I'm not sure of how much Postgres can handle, but its long history and widespread use across the industry gave me more confidence. At the time of writing, we had seen a x15 growth in data streams and volume, and Postgres combined with TimescaleDB still stored and computed our analytics reliably.

4. Postgres' concepts are easy to explain

As the only engineer at the startup, I had to communicate many infrastructure decisions to non-technical stakeholders. In our case, the data infrastructure was tightly coupled to the core business model. Thus, the first to notice that devices were behaving incorrectly were often business people, such as the CEO or CFO, not engineers. As such, my job as an engineer was also to build the data pipeline and storage that are visible and inspectable to non-engineers.

Postgres' concepts, such as rows and tables, are intuitive and easy to understand. Even if they asked me why we needed IDs and why we split into small tables instead of merging, the concepts of primary and foreign keys were relatively straightforward to explain. To make the data accessible, I connected PostgreSQL directly to an open-source analytics tool called Metabase. This allowed stakeholders to view the data in a familiar, spreadsheet-like interface, explore it visually, and even run simple computations on their own.

PostgreSQL with TimescaleDB turned out to be an excellent yet simple choice for my use case. It allowed me to move fast without sacrificing correctness, while building a stable system that non-engineers could understand and use.

"Old-school" tools don't necessarily mean outdated or irrelevant. In fact, in the modern data landscape, I believe it's even more important to evaluate real needs, current scale, trade-offs, and risks before opting for a complex system design to get things "right" early on.

• WHAT TO DO
1. According to the Postgres passage, what open-source analytics tool was PostgreSQL connected to directly?
2. List everything the Postgres passage says should be evaluated before opting for a complex system design.
3. Rewrite the Postgres passage between "4. Postgres' concepts" and "inspectable to non-engineers.", inclusive, switching "startup" for "company".

• STORED DATA

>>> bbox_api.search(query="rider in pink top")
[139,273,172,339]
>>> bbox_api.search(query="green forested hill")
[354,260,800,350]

• RESULTS OF THE TASKS
1. Metabase

2.
- real needs
- current scale
- trade-offs
- risks

3.
4. Postgres' concepts are easy to explain

As the only engineer at the company, I had to communicate many infrastructure decisions to non-technical stakeholders. In our case, the data infrastructure was tightly coupled to the core business model. Thus, the first to notice that devices were behaving incorrectly were often business people, such as the CEO or CFO, not engineers. As such, my job as an engineer was also to build the data pipeline and storage that are visible and inspectable to non-engineers.